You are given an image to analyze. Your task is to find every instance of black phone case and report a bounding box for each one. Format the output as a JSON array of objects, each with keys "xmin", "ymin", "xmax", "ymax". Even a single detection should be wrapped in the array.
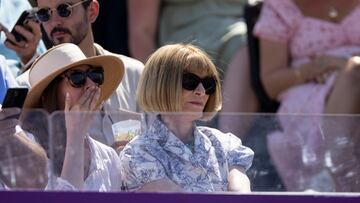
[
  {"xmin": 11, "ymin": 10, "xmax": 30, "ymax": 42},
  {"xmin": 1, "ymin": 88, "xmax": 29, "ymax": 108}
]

Given task: Set out the text lines of the material above as a JSON list of strings, one string per line, with blank lines left out. Leave the pictures out of the answer.

The output:
[
  "You are given an image to analyze. Your task is to find every instance of black phone case and report a bounding box for each one. Format the output as a JSON array of objects, each with keys \"xmin\", \"ymin\", \"xmax\", \"ymax\". Even a single detection should be wrapped in the array.",
  "[",
  "  {\"xmin\": 11, \"ymin\": 10, \"xmax\": 30, \"ymax\": 42},",
  "  {\"xmin\": 1, \"ymin\": 88, \"xmax\": 29, \"ymax\": 108}",
  "]"
]